## The problem:
The lines to extract run from the first line of the entries through the line that contains "Above is an image. Identify where the brown crown"; reproduce exactly those lines and no others.

## Task input:
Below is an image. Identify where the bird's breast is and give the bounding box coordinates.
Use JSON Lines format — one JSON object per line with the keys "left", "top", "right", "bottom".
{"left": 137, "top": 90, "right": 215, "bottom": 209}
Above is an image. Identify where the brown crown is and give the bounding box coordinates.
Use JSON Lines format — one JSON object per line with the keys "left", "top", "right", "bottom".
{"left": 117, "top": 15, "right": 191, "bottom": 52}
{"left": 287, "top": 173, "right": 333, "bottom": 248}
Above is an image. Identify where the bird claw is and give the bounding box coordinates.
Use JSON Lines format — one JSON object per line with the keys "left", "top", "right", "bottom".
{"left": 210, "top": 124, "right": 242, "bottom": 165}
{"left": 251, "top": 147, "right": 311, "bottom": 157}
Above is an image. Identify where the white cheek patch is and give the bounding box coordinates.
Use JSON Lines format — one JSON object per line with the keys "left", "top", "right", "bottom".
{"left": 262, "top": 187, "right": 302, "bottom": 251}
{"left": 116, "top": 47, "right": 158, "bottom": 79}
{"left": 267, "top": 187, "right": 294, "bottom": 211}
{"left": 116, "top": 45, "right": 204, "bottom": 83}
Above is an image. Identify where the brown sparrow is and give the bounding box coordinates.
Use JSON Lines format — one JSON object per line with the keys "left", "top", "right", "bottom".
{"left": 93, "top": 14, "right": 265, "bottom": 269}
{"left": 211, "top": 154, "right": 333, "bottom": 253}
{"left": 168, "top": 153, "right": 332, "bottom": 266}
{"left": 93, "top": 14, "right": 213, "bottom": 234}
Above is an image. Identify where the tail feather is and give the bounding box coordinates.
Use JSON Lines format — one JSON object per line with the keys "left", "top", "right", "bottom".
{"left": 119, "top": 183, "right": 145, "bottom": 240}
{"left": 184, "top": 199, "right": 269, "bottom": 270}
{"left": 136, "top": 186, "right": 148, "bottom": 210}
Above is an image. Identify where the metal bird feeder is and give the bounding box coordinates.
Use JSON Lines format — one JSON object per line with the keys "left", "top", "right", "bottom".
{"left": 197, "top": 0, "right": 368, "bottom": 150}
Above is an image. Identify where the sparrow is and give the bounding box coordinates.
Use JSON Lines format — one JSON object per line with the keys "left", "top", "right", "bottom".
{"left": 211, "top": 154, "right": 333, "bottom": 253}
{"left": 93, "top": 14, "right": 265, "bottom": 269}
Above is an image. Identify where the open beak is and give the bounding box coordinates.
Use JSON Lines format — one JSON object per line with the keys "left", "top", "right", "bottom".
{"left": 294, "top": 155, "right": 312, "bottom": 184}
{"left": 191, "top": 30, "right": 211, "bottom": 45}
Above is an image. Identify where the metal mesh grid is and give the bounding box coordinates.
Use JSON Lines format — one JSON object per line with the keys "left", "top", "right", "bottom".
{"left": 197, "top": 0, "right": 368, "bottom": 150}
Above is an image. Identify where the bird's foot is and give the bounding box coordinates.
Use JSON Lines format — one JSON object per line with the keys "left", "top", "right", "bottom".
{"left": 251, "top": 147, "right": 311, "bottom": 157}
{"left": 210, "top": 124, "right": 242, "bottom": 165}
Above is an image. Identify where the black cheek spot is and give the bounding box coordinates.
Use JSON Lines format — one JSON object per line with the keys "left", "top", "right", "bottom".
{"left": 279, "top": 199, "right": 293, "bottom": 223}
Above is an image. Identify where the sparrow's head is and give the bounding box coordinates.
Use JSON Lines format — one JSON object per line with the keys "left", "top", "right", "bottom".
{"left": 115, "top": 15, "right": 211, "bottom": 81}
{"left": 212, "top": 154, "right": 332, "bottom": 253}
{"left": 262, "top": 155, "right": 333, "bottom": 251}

## Exercise solution:
Below is an image. Identify where the bird's breast is and give the bounding box coordinates.
Use JSON Lines format — one JSON object per line with the keys "left", "top", "right", "bottom".
{"left": 137, "top": 90, "right": 215, "bottom": 209}
Above is an image. Identify where the brown crown is and give the bounding box coordinates.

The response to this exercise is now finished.